• BEREITGESTELLTER AUSZUG:
--

Lüneburgs Intendant über Theater-Aus: „Da wird es nun existenziell“
Dem Theater Lüneburg droht die Insolvenz. Weil das Land Niedersachsen Anteile an Tarifsteigerungen nicht übernimmt, könnten nun Entlassungen folgen.
taz: Herr Fouquet, was hat zur bedrohlichen finanziellen Schieflage geführt?
Hajo Fouquet: Wir leiden unter einem strukturellen Defizit. In dem Gutachten kann jeder nachlesen: Das Theater Lüneburg arbeitet effizienter und effektiver als alle vergleichbaren Häuser und es hat seit meinem Amtsbeginn die Eigeneinnahmen von 1,2 auf 1,9 Millionen Euro erhöhen können. Es erwirtschaftet also etwa 25 Prozent des 10-Millionen-Gesamtetats selbst gegenüber einem Durchschnitt von 12 bis 16 Prozent in deutschen Theatern. In der Jahresbilanz stand aber häufig ein Minus, manchmal mit 250.000 Euro. Das konnten wir mit der Eigenkapitalrücklage ausgleichen und hatten ja auch eine materielle Sicherheit, weil uns das Haus gehört. Trotzdem war das immer ein Vabanque-Spiel. Wir haben es bis zu dieser Saison immer hinbekommen. Auch weil bei uns etwa Bühnenbild-Etats auch heute keinen Cent höher sind also 2010, obwohl die Materialkosten explodieren.

--

Beantworte die folgenden Fragen anhand des Auszugs über das Theater Lüneburg.
1. Welches Bundesland übernimmt keine Anteile an den Tarifsteigerungen?
2. Von welchem auf welchen Betrag sind die Eigeneinnahmen seit Fouquets Amtsbeginn gestiegen?
3. Welchen durchschnittlichen Anteil am Gesamtetat erwirtschaften deutsche Theater selbst?

• ÜBUNGSDATEN:
--

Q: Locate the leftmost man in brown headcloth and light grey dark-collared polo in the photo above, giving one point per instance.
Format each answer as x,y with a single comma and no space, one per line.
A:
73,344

--

• ERGEBNIS DIESER ÜBUNG:
1. Niedersachsen
2. Von 1,2 auf 1,9 Millionen Euro
3. 12 bis 16 Prozent